- Task -
Answer these from the teacher-pay article below:
1. What subject does Terry Hoffman teach?
2. On average, how many hours per week do full-time public school teachers work during the weeks they are working?
3. Which metropolitan area has the highest average public school teacher pay, and what is the hourly figure?

- Page -
********************

A middle-school teacher made her students join her in protesting budget cuts (video here). Unfortunately for her, it looks like her protest did nothing but prove that perhaps our teachers are, in fact, overpaid and underqualified. Check out the sign one of her students was found holding:

It’s a good thing this teacher, Terry Hoffman, is retiring. She’s a language teacher, but apparently she can’t even teach her students simple grammar. Maybe if she spent more time educating her students, and less time planning protests, they wouldn’t be confusing “our” and “are”.

Let’s consider whether or not budget cuts for teachers are really that bad. The idea that teachers are among the lowest-paid and hardest-working is a persistent one. The question is, is it true? Are teachers’ salaries really that low, and are they lower on average than the average worker’s salary overall? Here are some findings from The Manhattan Institute:

Among the key findings of this report:

  • According to the BLS, the average public school teacher in the United States earned $34.06 per hour in 2005.
  • The average public school teacher was paid 36% more per hour than the average non-sales white-collar worker and 11% more than the average professional specialty and technical worker.
  • Full-time public school teachers work on average 36.5 hours per week during weeks that they are working. By comparison, white-collar workers (excluding sales) work 39.4 hours, and professional specialty and technical workers work 39.0 hours per week. Private school teachers work 38.3 hours per week.
  • Compared with public school teachers, editors and reporters earn 24% less; architects, 11% less; psychologists, 9% less; chemists, 5% less; mechanical engineers, 6% less; and economists, 1% less.
  • Compared with public school teachers, airplane pilots earn 186% more; physicians, 80% more; lawyers, 49% more; nuclear engineers, 17% more; actuaries, 9% more; and physicists, 3% more.
  • Public school teachers are paid 61% more per hour than private school teachers, on average nationwide.
  • The Detroit metropolitan area has the highest average public school teacher pay among metropolitan areas for which data are available, at $47.28 per hour, followed by the San Francisco metropolitan area at $46.70 per hour, and the New York metropolitan area at $45.79 per hour.
  • We find no evidence that average teacher pay relative to that of other white-collar or professional specialty workers is related to high school graduation rates in the metropolitan area.

Seems to me like public school teachers got it pretty good, especially when compared with private school teachers, who on average work more hours and get paid considerably less. Your average white-collar worker also works more and gets paid less. It seems like common sense, but people always tend to think that teachers are so poorly paid, and work so hard, and are just downtrodden and unappreciated. It would appear that this is a myth.

The key finding from the Manhattan Institute’s study seems to back that up.

When considering teacher pay, policymakers should be aware that public school teachers, on average, are paid 36% more per-hour than the average white-collar worker and 11% more than the average professional specialty and technical worker. They should be aware that the higher relative pay for public school teachers exists in almost every metro area for which data are available. Finally, they should be aware that paying public school teachers more does not appear to be associated with higher student achievement.

********************

- Stored rows -
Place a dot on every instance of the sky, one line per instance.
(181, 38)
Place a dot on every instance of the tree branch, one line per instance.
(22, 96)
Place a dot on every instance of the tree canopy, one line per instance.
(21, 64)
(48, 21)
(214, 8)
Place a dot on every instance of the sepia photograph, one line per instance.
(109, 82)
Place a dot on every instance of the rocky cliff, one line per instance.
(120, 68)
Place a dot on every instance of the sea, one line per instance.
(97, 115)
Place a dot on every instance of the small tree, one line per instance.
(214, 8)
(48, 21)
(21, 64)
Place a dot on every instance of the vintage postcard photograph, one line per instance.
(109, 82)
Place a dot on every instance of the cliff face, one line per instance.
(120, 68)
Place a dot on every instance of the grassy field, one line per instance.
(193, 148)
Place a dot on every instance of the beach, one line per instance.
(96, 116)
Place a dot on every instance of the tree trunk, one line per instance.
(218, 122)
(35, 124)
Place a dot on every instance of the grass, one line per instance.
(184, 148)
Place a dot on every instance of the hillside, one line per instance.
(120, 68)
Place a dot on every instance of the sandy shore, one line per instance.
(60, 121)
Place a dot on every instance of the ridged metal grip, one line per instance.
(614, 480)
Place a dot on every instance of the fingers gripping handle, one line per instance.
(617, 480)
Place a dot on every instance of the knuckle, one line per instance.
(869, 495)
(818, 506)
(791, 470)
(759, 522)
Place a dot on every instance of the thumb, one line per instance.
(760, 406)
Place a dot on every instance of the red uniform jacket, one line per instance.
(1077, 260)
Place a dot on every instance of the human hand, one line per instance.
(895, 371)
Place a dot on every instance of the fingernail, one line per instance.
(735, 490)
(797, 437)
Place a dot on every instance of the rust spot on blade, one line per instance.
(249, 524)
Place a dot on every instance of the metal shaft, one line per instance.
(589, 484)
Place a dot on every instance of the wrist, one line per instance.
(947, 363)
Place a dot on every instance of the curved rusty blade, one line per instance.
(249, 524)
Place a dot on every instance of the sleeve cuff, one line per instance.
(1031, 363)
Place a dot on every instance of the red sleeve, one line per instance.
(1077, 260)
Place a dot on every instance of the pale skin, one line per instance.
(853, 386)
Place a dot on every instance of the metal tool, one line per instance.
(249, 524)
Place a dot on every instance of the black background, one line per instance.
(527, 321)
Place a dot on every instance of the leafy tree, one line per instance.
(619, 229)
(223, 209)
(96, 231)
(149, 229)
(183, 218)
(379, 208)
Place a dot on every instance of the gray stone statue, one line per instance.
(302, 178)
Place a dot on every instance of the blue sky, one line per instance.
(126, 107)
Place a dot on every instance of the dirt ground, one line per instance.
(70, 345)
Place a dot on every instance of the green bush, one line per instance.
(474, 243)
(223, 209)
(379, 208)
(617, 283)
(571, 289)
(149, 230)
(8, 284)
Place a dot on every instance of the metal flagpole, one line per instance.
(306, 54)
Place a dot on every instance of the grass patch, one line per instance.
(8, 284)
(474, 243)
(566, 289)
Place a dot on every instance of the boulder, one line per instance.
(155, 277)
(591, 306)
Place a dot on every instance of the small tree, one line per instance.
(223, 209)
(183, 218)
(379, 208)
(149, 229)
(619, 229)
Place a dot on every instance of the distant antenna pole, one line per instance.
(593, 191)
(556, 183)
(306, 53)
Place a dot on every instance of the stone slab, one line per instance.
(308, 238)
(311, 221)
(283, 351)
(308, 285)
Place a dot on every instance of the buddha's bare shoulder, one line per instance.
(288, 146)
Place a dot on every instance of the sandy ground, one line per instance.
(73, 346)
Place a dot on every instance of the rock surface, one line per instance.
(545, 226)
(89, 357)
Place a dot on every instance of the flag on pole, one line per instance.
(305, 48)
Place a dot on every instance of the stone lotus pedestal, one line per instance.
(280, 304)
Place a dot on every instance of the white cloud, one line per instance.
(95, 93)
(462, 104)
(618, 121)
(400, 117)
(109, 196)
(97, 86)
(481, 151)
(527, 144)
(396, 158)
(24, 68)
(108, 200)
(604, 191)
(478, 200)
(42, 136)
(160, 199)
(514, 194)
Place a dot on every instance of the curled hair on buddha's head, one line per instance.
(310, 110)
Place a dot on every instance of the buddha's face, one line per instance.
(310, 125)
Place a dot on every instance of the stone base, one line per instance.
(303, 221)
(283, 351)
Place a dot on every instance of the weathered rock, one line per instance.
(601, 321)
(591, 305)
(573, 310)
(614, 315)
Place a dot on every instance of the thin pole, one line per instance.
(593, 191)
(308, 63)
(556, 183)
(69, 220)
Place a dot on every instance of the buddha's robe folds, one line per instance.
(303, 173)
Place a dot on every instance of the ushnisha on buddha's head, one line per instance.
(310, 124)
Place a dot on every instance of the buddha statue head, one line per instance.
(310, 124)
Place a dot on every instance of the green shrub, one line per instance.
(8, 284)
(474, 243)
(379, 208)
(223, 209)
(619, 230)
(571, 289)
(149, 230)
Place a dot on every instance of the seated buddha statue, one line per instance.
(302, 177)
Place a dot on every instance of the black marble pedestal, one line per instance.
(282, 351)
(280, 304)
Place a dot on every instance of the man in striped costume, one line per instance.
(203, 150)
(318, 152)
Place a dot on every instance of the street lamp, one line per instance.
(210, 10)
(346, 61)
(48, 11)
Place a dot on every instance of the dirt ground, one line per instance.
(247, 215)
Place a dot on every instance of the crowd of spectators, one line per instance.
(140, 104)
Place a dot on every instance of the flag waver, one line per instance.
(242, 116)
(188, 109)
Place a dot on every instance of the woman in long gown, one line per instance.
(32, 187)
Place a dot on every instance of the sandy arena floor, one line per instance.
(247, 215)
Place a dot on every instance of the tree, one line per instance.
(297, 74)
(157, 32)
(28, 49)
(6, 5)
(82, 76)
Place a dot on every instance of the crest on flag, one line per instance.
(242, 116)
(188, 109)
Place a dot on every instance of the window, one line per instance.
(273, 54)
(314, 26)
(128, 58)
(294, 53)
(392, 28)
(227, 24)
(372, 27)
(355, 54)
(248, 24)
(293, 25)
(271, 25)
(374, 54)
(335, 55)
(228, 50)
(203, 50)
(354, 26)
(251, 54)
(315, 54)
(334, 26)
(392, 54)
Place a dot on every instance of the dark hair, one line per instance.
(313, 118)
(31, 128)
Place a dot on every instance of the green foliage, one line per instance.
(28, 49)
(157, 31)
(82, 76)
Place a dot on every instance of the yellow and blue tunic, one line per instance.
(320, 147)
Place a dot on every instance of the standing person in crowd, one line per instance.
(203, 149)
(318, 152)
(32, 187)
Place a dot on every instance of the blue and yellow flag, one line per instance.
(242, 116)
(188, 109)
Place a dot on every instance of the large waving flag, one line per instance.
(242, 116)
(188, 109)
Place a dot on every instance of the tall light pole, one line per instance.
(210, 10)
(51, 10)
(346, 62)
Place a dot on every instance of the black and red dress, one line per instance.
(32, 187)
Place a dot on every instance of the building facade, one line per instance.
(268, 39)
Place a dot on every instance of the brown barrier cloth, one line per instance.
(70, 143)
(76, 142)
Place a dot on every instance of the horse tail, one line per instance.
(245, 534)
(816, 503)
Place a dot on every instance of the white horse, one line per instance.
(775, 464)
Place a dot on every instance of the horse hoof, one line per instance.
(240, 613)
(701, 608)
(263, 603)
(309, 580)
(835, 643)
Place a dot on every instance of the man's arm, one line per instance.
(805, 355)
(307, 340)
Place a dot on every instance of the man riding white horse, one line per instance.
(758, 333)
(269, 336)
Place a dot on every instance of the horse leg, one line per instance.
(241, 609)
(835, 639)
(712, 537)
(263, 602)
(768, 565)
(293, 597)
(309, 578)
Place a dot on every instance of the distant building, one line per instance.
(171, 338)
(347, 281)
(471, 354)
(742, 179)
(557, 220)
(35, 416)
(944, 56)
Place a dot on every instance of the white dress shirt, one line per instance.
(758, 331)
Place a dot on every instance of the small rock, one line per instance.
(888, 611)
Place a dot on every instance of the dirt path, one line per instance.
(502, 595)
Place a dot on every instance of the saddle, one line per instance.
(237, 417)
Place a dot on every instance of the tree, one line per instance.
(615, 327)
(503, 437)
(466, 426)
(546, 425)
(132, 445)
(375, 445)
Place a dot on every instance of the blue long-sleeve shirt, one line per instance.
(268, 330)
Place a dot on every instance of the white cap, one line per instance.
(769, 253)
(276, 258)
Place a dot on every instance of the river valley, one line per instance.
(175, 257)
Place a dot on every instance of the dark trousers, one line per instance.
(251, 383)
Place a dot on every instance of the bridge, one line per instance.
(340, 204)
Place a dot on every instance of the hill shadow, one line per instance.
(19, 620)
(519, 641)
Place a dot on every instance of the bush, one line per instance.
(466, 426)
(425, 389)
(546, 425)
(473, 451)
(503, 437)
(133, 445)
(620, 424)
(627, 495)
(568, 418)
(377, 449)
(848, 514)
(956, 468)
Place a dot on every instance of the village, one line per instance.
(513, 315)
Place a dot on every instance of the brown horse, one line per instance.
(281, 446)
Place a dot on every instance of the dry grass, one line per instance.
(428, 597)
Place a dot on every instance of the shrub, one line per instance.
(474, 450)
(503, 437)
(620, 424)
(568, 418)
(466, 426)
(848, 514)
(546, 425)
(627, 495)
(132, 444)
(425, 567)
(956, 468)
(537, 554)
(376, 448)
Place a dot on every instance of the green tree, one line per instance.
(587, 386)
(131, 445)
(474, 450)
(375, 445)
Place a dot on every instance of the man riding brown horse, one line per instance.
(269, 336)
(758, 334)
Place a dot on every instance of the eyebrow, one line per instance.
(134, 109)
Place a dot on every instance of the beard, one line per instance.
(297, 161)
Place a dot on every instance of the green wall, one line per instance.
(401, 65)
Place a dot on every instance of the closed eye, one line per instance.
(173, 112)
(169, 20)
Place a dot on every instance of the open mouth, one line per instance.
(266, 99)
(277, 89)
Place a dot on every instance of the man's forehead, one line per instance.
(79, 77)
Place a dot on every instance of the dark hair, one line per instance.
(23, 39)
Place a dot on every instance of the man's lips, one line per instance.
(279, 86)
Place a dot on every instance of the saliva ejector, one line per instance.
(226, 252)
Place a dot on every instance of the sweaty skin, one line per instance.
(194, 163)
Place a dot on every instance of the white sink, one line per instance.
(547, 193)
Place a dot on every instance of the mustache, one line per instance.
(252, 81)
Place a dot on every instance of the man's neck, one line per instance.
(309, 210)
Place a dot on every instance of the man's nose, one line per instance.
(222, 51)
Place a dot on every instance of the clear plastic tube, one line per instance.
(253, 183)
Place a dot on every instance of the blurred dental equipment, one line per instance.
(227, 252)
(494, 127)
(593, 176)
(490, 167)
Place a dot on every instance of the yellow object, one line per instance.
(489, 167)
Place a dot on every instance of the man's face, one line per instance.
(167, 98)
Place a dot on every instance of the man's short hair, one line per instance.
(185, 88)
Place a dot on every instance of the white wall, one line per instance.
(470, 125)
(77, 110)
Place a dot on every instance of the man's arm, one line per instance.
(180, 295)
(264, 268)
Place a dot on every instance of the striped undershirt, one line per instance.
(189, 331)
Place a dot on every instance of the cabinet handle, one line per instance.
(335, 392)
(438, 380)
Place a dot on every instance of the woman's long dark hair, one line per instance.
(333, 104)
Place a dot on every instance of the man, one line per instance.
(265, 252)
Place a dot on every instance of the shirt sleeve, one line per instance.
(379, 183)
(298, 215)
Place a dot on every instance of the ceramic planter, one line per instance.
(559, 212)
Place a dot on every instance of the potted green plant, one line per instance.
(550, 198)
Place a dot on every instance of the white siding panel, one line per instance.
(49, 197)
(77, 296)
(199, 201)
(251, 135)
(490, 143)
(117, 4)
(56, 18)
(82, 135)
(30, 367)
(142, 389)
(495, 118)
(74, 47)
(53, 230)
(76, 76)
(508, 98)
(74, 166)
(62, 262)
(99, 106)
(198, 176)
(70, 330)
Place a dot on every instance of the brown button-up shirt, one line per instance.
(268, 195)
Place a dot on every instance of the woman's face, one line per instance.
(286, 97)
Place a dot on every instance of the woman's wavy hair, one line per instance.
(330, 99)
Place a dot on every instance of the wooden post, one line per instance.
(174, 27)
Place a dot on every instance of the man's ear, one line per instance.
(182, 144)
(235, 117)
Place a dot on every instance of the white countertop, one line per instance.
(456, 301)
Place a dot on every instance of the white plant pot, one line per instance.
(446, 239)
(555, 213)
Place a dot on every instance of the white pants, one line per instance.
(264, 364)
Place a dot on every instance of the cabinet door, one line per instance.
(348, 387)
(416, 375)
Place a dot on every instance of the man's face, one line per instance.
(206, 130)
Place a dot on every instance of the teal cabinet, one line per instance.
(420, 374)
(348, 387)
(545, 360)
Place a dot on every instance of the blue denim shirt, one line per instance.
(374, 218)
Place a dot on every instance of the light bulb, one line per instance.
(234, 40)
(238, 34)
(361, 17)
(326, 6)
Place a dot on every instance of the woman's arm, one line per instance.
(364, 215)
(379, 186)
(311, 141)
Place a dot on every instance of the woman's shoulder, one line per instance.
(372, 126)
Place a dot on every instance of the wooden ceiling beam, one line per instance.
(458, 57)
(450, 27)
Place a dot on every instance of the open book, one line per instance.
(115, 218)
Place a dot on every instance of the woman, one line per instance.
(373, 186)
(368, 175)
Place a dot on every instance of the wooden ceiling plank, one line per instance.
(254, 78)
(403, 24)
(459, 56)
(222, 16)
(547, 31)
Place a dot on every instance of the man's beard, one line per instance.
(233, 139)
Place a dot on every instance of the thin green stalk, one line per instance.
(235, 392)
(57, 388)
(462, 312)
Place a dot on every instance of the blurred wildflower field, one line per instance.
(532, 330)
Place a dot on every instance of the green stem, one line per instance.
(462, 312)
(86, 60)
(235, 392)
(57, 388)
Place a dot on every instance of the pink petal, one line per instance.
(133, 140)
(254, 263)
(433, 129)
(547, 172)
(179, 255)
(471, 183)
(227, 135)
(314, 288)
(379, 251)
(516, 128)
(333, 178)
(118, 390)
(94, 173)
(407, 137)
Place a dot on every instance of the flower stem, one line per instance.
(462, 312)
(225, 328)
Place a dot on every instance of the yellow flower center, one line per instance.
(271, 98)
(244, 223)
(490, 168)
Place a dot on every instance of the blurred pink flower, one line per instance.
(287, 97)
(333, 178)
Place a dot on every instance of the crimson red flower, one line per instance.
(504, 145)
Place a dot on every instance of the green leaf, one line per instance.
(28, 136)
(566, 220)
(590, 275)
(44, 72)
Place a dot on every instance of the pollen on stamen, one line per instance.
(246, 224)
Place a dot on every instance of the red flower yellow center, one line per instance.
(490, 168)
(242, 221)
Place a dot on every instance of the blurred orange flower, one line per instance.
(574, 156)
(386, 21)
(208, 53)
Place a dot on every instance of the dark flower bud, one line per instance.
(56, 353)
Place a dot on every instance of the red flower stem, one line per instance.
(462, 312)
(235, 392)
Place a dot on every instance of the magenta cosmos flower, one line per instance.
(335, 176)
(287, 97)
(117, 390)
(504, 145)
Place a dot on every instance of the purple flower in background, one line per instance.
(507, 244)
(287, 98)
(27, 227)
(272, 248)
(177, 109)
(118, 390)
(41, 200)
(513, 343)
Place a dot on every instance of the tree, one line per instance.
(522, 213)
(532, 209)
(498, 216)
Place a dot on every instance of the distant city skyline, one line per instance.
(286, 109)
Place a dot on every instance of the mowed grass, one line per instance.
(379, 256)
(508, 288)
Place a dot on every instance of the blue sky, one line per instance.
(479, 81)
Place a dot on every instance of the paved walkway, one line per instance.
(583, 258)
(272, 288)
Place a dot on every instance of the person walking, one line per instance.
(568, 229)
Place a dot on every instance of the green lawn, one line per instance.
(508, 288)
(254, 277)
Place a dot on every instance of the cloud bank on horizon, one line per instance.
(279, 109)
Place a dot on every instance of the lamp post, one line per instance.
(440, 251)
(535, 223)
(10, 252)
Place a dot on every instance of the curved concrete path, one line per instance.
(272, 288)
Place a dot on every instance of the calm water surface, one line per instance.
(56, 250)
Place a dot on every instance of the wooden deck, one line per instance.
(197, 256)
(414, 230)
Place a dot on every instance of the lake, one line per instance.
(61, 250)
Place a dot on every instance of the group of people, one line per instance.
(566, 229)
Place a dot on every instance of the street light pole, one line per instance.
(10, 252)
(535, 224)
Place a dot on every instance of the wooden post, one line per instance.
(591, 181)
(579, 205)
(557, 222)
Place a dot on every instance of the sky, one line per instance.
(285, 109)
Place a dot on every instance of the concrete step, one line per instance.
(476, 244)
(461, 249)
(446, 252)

********************

- Response for this exercise -
1. Language.
2. 36.5 hours.
3. The Detroit metropolitan area, at $47.28 per hour.